YOUR ASSIGNMENT:
Copy, exactly and without additions, every line in the records below from the one holding "Teacher note: please indicate the white dress" through the one holding "Teacher note: please indicate the man in gray", both ends included.

INPUT MATERIAL:
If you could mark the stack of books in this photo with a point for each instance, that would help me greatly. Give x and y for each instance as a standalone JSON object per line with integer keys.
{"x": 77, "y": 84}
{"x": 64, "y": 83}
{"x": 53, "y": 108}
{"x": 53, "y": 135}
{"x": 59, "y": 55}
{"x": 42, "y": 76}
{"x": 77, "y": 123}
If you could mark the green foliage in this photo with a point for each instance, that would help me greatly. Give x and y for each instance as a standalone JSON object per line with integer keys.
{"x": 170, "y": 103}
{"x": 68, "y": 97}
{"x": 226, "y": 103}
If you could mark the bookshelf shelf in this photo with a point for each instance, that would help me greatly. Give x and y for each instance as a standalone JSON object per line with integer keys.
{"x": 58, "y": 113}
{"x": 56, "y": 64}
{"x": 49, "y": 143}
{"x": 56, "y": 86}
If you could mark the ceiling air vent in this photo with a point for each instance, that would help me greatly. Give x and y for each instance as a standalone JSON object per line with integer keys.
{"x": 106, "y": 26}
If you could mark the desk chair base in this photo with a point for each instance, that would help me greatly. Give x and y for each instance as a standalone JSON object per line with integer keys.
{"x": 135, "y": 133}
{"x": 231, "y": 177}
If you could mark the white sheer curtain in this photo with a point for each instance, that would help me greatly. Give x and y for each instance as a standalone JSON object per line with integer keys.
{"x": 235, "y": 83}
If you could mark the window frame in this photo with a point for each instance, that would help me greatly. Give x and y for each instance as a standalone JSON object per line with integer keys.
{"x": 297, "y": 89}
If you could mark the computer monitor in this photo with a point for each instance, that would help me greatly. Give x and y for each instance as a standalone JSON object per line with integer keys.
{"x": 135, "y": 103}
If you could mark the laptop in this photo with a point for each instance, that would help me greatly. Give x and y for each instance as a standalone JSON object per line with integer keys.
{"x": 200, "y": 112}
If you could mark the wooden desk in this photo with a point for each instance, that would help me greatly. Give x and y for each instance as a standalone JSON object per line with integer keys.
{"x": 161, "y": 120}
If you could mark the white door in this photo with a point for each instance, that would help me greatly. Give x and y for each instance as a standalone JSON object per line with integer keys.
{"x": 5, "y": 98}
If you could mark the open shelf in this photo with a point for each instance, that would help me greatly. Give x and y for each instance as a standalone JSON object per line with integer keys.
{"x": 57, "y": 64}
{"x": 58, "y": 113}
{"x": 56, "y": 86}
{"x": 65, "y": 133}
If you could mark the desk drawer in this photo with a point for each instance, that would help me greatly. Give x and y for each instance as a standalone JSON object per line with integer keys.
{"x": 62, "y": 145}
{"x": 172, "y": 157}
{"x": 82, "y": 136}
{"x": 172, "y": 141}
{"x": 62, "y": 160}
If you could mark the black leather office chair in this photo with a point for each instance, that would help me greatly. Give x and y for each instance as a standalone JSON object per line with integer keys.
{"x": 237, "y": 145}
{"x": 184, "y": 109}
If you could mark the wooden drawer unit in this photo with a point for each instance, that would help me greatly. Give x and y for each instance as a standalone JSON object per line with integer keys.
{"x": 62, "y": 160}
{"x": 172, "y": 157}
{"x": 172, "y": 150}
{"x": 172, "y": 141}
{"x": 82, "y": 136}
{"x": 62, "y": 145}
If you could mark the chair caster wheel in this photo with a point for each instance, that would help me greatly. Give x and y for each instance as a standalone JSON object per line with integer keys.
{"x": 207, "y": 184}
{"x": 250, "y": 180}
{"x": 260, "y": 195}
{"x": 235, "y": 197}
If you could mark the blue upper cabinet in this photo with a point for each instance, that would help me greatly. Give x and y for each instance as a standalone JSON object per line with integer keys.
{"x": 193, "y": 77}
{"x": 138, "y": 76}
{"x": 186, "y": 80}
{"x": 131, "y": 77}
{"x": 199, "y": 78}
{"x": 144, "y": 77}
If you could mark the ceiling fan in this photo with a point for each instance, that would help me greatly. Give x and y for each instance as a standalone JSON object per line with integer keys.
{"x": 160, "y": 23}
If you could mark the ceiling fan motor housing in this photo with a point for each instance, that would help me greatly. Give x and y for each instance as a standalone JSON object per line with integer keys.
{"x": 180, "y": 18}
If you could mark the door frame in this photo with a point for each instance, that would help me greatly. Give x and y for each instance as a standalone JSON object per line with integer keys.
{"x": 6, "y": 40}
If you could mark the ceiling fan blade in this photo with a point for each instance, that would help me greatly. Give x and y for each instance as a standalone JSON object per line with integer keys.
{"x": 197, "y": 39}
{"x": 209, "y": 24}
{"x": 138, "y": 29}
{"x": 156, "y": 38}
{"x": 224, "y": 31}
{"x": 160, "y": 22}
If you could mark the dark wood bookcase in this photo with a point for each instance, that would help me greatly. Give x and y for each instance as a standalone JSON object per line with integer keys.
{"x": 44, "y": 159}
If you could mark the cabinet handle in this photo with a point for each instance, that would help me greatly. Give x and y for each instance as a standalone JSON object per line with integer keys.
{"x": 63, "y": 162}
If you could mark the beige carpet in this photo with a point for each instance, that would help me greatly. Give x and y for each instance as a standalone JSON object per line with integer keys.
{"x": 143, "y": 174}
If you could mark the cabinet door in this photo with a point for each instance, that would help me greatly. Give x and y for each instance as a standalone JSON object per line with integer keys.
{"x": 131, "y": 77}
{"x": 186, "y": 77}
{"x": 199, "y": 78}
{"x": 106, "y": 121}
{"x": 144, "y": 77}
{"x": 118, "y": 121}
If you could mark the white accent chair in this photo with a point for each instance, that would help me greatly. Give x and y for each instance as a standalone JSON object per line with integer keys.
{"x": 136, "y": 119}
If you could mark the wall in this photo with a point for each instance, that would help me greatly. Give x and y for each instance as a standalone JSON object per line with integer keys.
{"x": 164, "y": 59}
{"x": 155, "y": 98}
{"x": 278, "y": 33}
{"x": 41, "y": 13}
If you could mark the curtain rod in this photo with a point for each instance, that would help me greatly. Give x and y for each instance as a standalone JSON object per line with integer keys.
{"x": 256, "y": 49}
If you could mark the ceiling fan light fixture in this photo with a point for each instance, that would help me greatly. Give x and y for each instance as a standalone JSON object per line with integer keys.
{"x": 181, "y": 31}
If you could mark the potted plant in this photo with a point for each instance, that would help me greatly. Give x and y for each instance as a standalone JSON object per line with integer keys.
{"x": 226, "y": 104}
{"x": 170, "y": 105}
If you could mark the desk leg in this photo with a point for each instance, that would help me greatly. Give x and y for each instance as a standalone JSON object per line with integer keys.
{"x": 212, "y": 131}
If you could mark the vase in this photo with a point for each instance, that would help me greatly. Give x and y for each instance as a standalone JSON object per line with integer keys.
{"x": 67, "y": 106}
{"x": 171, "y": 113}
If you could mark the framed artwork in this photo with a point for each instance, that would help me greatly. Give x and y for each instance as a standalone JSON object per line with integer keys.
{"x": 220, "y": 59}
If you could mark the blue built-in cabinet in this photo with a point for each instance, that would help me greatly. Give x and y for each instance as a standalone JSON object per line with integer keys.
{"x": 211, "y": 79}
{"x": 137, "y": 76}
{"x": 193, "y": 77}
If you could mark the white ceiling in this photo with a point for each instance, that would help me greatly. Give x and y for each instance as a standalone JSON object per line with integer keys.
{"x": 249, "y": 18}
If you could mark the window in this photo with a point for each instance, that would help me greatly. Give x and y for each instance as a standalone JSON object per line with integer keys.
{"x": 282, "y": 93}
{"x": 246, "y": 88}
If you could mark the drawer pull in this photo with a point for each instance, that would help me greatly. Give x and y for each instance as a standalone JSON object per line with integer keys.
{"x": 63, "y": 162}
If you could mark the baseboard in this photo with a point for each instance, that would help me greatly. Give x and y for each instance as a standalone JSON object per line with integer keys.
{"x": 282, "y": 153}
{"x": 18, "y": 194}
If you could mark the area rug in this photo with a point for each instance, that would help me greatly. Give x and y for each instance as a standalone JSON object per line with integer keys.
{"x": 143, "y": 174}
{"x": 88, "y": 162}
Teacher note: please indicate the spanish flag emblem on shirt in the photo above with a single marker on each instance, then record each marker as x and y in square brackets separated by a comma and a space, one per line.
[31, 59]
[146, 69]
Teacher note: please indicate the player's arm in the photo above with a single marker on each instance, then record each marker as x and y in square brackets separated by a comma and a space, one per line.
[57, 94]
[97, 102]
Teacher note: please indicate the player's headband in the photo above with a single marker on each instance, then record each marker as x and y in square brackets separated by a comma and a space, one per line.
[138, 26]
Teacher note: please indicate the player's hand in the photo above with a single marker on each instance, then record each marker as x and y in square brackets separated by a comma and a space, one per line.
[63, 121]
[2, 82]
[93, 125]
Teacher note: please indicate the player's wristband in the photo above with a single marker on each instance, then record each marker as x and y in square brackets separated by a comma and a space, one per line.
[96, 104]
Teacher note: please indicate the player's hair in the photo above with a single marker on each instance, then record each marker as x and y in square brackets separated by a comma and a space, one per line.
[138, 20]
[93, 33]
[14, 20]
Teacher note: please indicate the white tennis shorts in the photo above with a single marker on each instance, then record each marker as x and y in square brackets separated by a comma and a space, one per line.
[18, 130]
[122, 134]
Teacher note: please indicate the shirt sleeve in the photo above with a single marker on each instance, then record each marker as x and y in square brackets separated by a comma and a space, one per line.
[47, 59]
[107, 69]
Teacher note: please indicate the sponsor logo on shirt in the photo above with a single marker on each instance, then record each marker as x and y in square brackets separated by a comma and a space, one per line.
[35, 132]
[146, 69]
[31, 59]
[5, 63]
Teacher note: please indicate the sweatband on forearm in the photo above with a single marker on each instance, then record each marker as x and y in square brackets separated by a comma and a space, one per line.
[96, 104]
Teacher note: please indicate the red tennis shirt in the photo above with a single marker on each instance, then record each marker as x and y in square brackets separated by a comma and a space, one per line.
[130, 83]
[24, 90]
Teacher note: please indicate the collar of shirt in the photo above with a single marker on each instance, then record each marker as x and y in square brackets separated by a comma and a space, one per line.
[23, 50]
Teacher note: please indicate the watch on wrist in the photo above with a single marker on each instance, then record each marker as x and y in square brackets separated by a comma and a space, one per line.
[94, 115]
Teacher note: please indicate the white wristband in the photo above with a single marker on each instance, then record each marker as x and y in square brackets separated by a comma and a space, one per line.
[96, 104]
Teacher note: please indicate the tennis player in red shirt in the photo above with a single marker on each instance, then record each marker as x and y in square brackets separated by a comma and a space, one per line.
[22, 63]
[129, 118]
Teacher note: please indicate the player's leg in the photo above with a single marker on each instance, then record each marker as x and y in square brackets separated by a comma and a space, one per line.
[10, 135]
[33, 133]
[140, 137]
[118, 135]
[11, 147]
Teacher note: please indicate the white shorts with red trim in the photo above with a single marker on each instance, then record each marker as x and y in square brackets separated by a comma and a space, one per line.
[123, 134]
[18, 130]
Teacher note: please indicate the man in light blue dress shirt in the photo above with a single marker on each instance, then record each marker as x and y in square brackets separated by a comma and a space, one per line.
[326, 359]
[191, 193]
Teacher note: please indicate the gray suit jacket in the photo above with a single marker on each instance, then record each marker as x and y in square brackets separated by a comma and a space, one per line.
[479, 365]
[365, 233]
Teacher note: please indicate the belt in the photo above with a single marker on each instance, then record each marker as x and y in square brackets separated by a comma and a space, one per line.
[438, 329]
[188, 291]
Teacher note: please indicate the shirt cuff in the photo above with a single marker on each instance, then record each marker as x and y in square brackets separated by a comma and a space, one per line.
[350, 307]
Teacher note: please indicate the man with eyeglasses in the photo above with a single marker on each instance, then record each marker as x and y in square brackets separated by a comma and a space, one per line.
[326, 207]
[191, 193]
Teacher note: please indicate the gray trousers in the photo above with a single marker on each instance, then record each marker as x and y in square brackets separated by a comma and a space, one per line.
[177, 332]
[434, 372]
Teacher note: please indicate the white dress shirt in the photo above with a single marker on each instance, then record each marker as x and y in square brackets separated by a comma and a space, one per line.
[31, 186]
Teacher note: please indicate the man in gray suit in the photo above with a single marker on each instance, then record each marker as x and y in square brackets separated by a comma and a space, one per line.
--
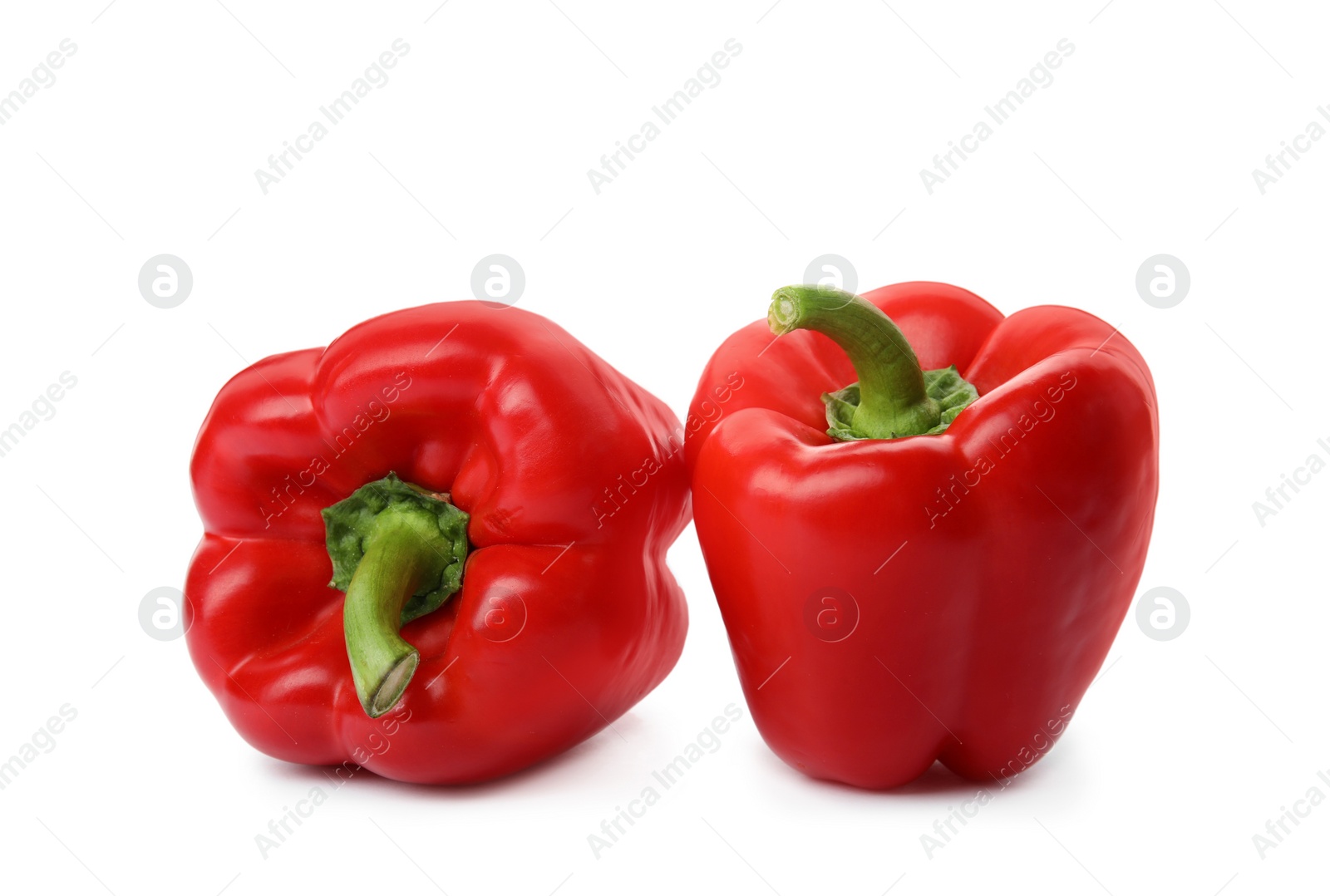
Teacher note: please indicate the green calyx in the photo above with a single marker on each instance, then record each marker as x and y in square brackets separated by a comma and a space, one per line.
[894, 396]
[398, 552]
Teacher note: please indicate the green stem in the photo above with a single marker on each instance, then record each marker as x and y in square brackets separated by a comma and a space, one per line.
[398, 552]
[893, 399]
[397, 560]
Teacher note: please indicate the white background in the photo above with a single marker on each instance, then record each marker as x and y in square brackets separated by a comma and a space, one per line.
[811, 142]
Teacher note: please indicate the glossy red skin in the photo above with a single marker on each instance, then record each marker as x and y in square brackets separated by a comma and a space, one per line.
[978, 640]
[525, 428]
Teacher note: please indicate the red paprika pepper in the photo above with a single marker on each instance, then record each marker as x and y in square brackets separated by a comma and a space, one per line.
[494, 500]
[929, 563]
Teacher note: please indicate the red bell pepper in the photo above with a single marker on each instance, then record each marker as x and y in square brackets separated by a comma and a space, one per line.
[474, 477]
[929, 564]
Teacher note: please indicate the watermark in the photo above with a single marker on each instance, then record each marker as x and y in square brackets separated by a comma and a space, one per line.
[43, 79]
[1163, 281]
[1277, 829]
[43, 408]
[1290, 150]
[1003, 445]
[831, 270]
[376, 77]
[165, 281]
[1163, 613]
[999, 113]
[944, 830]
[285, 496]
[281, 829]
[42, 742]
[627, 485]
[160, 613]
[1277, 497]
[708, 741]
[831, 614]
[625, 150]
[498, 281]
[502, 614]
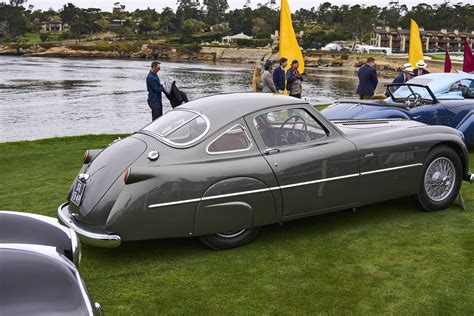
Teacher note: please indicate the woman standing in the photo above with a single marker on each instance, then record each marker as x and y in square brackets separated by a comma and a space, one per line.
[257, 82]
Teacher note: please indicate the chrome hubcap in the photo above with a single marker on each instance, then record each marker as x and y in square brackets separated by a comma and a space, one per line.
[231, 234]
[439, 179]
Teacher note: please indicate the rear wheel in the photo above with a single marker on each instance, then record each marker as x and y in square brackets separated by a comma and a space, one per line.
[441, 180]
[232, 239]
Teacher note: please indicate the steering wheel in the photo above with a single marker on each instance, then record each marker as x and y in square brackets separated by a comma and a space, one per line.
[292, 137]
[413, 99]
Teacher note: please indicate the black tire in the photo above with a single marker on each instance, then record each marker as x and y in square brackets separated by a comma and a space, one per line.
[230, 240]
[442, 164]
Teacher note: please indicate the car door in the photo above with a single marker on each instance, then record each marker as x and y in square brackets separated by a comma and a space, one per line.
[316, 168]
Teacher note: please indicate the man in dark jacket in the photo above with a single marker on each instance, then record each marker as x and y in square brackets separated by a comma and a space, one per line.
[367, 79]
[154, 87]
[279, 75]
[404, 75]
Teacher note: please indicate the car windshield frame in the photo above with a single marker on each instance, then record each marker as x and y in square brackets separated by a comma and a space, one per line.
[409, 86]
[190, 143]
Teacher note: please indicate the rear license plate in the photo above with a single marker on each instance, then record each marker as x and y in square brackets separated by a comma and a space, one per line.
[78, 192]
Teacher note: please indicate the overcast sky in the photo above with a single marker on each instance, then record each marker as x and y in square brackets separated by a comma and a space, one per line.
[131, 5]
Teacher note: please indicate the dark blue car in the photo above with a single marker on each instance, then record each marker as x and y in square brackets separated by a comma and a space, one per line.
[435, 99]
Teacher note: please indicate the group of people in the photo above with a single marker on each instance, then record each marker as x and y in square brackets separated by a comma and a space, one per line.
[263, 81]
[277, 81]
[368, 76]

FINISHED EXERCISE:
Teacher note: please indicate the white dress shirt in the photo above with a single marker on each instance, then record each marker as x and y in square brackets separated by a comma and a space, one per line.
[31, 186]
Teacher note: please indicate the man in gray suit in the photo above with a single marker on each instance, then record each marker as x and y in square brackets separated by a comma and a space, one per line.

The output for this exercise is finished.